• **PASSAGE FOR REVIEW**:

I Always wanted to own my own business. Then one day I found nail dip powders.
I loved dipping my nails. There was just something about doing my nails, it made me feel so good. So much better than I had ever felt. The only downfall was it took so long to do. So I took to Facebook to find out how I could shorten the process.
In this process I made so many new friends. Finding groups to join. It was Covid and we all, well really didn’t have much to do at the time. Revel threw out reward points like candy to keep us coming back. And it worked. Because all you had to do was share that link and get people as hooked as you began to be.
What became was a network of women who all wanted to relieve stress, have pretty nails and connect. But it led to so much more for so many women.
While Revel sold powders for super affordable prices and they probably still do, we began to slowly learn about nail dips powders that sold well above what they were really worth. Enter: Zooty and HTF Sparkle and Co. colors.
Yall- these dips would sale for $40, $50, and $60 a jar. For like a quarter ounce of powder. It almost felt illegal. I knew I had to get my hands on that stuff! I had fomo bad and it ate me up. I began to buy nail dip powders.
But honestly I was facing a much bigger problem. I was spending hours upon hours doing my nails for them to pop off the next day. My nails were in terrible shape and I kept going. I was neglecting family time to sit and stare at nail dip groups (hence why I usually avoid my phone when I am with my guys!) and spend hours doing my nails. All for vanity. All for “self care” as we all called it. But it was so stressful.
I then knew the best thing to do was start my own company and sale my own nail dip powders. It was the most logical thing I could think of at the time! I was really good at making dip powders, or so all the ladies told me. It was very good for my ego!

• **DATASET EXCERPTS**:
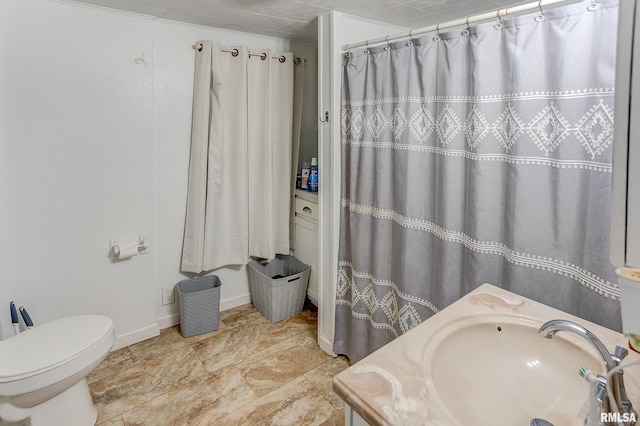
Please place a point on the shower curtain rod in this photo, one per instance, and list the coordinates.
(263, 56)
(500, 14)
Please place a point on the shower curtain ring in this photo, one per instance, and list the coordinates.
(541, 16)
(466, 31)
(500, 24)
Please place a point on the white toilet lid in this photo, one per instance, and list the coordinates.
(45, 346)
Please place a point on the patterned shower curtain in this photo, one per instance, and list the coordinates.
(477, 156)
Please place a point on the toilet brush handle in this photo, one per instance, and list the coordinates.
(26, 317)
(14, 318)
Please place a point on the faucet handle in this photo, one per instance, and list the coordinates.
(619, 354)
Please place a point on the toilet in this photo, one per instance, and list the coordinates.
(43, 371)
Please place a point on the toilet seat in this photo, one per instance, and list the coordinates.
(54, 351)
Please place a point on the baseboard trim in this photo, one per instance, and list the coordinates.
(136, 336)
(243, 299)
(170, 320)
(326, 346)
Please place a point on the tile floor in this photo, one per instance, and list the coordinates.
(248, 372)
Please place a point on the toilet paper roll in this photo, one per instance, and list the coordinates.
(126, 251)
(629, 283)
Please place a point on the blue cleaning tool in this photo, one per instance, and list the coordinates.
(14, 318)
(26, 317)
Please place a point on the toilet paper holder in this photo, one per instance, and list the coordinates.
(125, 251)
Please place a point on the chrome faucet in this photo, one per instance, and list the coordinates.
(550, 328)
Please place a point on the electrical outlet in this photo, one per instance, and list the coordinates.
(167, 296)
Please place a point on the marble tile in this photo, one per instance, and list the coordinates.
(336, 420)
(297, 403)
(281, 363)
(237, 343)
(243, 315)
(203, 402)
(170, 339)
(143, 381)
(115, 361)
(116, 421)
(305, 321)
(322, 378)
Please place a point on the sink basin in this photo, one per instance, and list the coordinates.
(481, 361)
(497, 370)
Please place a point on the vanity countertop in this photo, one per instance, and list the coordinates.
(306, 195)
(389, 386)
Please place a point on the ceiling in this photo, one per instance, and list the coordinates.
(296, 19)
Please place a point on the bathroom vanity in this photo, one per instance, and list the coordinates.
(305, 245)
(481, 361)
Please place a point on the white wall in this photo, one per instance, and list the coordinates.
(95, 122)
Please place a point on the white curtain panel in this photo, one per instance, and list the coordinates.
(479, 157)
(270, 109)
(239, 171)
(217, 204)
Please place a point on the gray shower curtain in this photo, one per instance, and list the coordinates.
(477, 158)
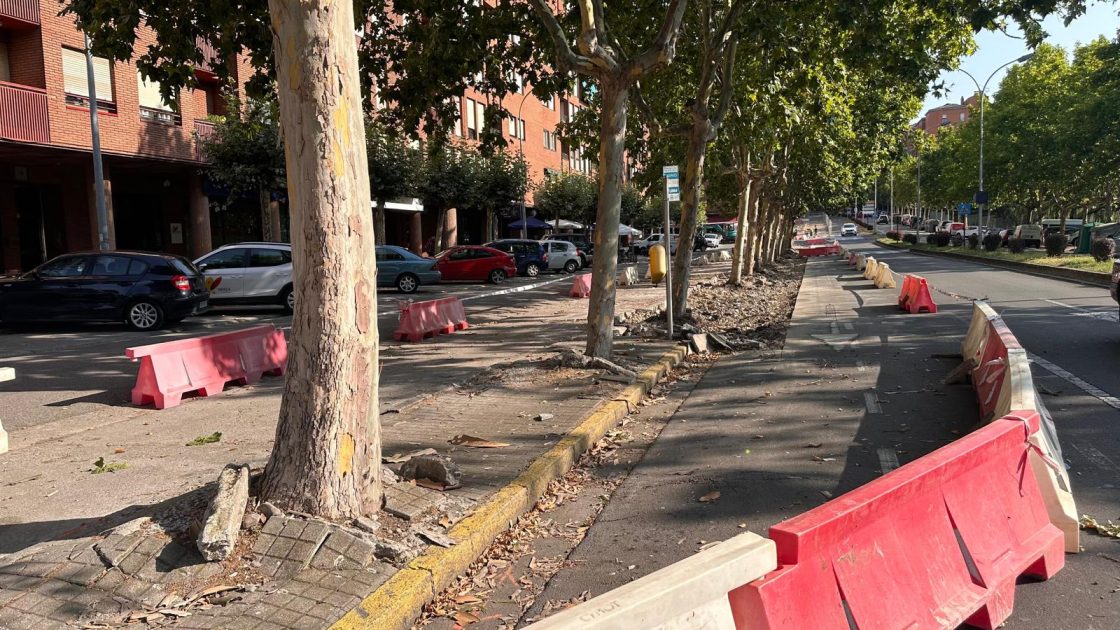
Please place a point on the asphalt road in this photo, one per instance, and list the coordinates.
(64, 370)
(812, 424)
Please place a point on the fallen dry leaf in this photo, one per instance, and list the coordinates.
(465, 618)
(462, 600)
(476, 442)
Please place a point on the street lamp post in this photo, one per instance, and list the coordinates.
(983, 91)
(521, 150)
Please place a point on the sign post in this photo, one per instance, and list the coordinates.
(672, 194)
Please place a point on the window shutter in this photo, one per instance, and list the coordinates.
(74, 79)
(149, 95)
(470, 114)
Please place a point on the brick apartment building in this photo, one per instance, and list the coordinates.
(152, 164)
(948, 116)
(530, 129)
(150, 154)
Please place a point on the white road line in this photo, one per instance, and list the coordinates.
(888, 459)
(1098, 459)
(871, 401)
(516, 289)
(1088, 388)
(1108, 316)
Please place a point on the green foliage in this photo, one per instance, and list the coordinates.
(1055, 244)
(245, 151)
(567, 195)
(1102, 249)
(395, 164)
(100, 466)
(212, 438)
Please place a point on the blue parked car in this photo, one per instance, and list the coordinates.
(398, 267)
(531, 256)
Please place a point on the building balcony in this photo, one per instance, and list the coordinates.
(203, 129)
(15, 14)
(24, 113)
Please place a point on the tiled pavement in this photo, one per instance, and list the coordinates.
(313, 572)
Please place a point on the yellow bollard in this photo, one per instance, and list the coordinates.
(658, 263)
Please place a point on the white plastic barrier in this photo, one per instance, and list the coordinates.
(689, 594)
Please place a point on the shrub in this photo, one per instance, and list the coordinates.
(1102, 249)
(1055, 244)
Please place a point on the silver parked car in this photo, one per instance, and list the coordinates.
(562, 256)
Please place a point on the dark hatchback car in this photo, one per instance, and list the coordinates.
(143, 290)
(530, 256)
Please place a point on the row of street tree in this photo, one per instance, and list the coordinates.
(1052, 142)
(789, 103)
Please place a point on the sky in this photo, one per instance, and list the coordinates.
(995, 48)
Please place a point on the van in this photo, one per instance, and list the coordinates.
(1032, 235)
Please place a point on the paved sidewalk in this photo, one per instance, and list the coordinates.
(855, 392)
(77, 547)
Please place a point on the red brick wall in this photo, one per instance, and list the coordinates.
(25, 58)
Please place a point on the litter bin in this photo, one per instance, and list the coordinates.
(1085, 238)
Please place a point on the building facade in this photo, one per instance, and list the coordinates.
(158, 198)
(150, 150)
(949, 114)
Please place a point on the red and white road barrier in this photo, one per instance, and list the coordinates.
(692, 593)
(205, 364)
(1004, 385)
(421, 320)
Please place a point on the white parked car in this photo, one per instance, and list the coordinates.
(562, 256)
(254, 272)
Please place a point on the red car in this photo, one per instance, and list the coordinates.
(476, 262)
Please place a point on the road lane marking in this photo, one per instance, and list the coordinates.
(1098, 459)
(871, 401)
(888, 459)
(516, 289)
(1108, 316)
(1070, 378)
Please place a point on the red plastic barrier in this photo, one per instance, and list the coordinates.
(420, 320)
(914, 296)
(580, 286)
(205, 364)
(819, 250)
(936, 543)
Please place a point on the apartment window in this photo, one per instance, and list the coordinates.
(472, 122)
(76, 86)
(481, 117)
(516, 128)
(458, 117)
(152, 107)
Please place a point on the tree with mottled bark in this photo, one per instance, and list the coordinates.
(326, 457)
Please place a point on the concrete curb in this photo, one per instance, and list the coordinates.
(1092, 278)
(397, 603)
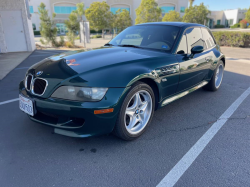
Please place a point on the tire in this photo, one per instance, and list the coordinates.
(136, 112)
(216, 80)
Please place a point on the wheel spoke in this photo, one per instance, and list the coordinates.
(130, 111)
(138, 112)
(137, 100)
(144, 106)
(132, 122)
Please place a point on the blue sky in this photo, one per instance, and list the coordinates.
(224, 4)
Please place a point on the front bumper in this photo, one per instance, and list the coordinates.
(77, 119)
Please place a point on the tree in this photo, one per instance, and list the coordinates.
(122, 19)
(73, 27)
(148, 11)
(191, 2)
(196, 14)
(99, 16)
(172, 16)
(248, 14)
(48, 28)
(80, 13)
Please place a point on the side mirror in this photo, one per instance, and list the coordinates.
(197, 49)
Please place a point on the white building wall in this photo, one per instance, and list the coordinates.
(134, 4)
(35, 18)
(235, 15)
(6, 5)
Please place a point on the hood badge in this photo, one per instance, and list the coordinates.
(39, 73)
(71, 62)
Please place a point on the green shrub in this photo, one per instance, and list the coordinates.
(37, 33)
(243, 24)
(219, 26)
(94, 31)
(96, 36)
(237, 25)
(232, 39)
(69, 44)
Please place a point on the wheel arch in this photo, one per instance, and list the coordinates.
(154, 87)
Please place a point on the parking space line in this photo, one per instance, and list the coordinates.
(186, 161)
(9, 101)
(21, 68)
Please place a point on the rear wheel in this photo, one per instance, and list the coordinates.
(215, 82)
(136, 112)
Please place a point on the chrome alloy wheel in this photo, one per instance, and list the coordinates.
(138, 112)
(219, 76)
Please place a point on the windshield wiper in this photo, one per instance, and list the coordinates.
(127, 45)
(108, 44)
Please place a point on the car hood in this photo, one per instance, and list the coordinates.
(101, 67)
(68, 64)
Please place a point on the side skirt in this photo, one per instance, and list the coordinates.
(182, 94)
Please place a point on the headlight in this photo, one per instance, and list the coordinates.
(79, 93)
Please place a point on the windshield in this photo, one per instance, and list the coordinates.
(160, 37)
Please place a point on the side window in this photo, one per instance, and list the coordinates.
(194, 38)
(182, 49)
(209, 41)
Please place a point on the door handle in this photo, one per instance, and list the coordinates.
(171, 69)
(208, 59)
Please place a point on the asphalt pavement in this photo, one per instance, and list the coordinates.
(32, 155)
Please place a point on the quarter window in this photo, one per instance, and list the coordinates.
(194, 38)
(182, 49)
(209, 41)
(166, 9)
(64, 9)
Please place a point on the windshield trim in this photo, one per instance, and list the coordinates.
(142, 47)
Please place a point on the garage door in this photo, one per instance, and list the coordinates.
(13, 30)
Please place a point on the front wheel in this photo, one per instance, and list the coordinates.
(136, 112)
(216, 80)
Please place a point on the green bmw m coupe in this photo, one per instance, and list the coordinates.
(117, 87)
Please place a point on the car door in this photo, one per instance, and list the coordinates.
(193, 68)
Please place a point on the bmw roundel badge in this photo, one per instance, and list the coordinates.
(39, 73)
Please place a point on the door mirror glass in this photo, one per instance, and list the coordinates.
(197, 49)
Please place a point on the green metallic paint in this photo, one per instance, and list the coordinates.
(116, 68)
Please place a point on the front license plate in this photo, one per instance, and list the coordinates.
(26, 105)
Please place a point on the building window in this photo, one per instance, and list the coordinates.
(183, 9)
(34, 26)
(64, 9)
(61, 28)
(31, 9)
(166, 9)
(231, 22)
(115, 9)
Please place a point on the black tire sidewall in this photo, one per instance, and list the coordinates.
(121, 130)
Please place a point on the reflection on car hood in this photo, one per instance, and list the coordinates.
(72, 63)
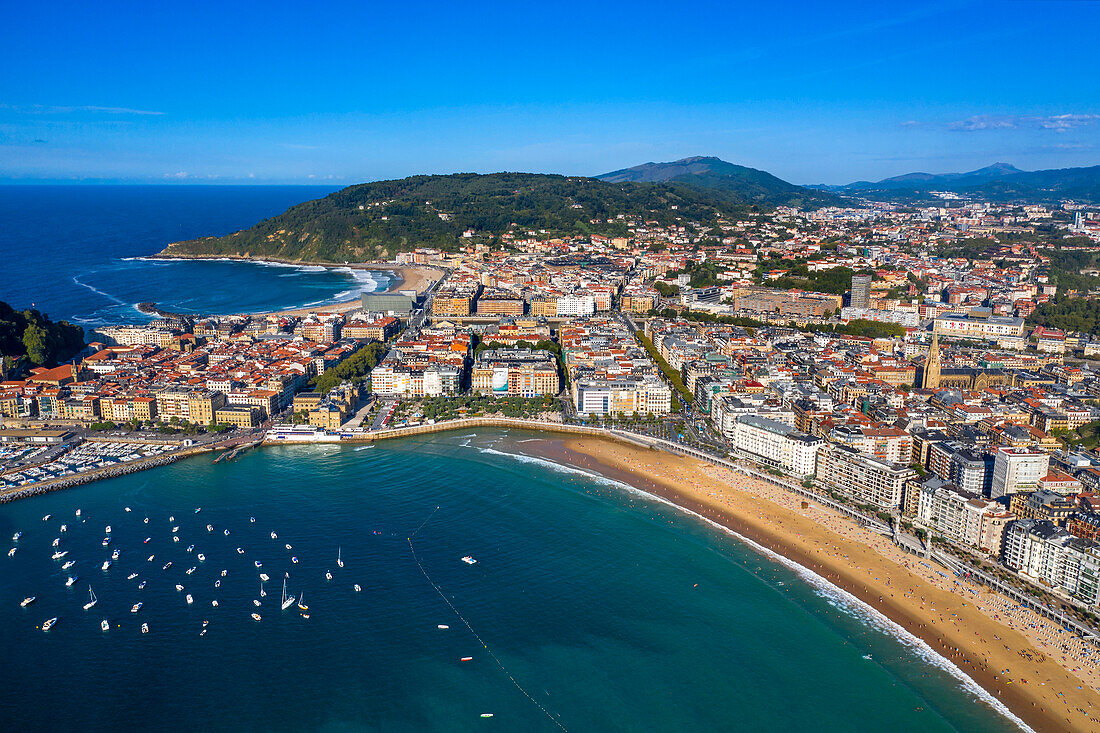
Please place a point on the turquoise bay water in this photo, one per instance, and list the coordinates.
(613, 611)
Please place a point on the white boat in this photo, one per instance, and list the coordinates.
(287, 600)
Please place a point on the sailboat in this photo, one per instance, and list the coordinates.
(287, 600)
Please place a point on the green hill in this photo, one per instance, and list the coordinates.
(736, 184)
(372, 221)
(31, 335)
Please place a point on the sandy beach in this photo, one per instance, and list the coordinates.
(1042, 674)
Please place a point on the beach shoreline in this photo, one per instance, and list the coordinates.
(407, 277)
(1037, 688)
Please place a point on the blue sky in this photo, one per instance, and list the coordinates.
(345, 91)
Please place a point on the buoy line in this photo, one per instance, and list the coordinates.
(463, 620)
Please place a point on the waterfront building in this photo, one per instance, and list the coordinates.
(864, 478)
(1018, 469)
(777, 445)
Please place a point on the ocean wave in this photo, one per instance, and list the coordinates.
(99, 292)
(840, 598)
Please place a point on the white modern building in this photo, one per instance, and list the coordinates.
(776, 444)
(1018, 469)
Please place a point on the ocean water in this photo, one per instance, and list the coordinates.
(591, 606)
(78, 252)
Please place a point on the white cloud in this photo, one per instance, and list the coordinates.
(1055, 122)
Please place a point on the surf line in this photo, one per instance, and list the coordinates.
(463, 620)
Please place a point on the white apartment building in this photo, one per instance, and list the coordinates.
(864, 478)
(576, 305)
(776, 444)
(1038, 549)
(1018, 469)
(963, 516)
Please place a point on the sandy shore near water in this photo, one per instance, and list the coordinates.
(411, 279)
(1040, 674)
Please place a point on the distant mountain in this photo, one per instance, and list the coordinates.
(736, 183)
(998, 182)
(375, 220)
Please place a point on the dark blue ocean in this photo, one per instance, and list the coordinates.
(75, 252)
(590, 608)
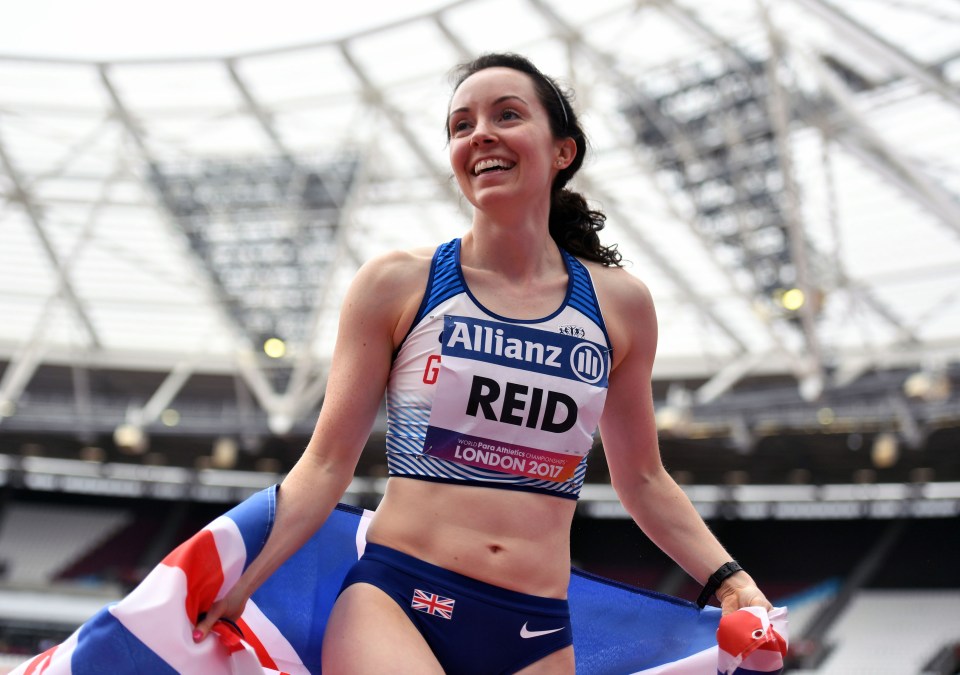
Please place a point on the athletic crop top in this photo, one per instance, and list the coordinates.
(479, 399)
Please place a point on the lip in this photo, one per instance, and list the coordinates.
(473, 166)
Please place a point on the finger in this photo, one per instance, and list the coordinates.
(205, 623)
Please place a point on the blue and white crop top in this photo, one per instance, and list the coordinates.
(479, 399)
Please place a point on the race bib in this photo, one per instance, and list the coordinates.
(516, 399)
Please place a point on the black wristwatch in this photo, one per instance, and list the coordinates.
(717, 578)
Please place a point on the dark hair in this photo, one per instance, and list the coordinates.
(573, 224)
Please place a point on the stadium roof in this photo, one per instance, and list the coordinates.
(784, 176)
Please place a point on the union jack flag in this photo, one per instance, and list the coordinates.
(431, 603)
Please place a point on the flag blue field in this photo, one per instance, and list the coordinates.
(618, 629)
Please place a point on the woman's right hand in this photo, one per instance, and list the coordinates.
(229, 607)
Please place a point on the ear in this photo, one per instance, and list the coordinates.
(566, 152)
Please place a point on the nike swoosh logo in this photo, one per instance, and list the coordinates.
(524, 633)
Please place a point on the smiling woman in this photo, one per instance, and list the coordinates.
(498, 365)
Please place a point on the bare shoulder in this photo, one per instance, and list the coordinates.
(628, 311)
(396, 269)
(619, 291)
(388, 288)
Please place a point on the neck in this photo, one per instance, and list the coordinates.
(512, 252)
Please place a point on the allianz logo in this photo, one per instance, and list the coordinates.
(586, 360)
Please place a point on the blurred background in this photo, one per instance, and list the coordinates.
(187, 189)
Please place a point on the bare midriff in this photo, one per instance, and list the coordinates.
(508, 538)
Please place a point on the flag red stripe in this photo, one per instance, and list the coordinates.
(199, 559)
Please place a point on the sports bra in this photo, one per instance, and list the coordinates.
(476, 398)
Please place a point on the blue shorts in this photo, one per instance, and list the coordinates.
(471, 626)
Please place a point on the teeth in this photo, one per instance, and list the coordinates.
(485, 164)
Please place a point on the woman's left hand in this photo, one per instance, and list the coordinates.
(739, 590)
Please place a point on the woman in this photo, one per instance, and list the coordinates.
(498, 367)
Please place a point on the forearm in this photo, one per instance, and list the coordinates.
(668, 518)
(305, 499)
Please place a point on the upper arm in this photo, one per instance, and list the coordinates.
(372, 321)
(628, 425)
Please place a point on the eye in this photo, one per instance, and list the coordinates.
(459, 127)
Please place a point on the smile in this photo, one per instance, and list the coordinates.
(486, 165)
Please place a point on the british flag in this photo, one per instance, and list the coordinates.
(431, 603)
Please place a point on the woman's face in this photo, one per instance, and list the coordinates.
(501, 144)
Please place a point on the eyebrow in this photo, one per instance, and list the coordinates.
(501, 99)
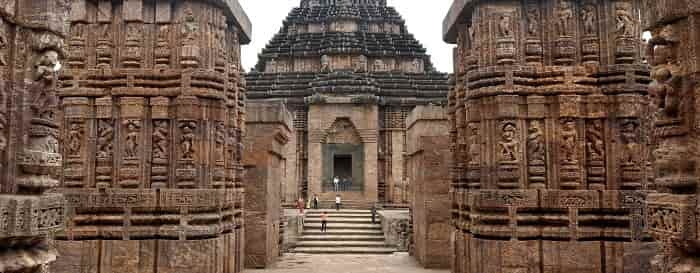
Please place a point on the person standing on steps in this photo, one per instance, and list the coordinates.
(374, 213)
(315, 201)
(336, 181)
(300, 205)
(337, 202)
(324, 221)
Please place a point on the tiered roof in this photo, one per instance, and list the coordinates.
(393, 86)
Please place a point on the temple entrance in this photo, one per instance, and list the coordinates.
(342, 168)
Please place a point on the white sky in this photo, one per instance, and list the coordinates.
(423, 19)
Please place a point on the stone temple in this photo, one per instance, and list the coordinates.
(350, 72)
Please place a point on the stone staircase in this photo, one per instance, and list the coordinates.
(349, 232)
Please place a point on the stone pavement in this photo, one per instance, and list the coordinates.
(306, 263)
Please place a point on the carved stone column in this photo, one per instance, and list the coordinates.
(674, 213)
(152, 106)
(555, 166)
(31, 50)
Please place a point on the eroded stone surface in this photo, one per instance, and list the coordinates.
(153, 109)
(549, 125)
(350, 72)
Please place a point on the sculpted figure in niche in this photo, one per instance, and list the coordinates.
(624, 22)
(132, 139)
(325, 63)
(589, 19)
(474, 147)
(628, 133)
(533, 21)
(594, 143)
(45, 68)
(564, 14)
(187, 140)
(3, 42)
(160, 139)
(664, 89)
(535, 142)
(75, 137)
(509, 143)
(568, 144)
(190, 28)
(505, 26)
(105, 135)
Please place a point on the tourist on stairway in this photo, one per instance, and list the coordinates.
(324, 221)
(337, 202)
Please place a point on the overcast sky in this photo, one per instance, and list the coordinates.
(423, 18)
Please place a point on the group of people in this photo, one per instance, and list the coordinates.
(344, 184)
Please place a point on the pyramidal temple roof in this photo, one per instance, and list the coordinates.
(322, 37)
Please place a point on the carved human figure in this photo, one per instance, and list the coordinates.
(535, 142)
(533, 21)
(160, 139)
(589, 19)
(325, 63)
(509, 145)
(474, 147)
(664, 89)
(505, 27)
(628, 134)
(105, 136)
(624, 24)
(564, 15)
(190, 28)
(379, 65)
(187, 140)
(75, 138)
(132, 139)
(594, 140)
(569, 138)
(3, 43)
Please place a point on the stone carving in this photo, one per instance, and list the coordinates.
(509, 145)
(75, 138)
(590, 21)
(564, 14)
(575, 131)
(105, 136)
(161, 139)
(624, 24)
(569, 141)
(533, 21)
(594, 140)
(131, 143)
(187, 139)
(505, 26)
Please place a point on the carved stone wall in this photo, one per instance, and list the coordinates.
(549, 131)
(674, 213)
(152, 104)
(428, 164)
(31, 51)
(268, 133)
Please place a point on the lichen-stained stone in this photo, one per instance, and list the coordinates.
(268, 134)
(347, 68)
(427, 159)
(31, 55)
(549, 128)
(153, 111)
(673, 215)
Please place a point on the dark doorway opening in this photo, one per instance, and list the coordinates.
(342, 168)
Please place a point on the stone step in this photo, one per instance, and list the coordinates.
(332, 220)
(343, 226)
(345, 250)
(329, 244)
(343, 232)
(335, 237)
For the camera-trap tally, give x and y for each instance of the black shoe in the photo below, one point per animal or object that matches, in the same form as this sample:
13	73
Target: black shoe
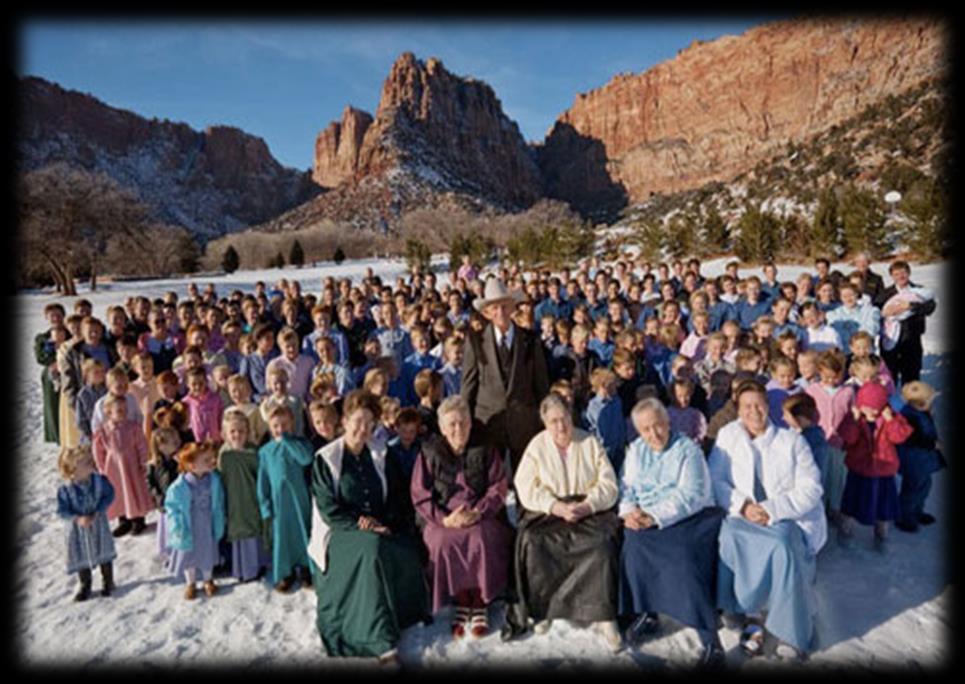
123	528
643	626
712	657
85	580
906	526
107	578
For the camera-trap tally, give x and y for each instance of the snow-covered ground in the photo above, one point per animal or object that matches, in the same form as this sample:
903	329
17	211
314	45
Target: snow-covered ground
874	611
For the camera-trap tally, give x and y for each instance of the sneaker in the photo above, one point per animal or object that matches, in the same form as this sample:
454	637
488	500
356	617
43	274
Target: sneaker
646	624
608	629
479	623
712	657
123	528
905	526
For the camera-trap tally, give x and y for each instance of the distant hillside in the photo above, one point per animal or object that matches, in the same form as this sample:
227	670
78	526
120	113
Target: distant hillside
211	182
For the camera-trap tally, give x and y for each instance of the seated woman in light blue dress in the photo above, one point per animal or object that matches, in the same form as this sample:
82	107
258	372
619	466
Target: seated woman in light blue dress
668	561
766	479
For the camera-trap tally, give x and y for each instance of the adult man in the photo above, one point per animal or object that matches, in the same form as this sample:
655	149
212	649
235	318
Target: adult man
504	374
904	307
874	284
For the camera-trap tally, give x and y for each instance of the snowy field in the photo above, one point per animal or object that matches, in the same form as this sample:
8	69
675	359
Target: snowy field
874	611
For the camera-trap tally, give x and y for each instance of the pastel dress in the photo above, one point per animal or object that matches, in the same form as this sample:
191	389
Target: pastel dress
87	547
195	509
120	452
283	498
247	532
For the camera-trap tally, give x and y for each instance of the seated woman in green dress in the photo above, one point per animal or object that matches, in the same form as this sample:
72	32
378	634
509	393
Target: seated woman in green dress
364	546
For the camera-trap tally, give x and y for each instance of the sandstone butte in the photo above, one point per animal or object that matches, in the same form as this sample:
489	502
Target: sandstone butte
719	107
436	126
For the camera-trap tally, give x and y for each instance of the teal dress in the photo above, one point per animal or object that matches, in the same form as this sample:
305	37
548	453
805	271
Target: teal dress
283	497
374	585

• **USING THE INFORMATION**:
• 1. In the nail dip account, what did Revel hand out "like candy"?
• 2. Substitute "tub" for "jar" in the nail dip account, and give the part that begins at the words "What became was" and ends after "buy nail dip powders.".
• 3. List every per-jar price the nail dip account gives for the costly powders.

• **EXERCISE SOLUTIONS**:
• 1. Reward points.

• 2.
What became was a network of women who all wanted to relieve stress, have pretty nails and connect. But it led to so much more for so many women.
While Revel sold powders for super affordable prices and they probably still do, we began to slowly learn about nail dips powders that sold well above what they were really worth. Enter: Zooty and HTF Sparkle and Co. colors.
Yall- these dips would sale for $40, $50, and $60 a tub. For like a quarter ounce of powder. It almost felt illegal. I knew I had to get my hands on that stuff! I had fomo bad and it ate me up. I began to buy nail dip powders.

• 3. $40, $50, $60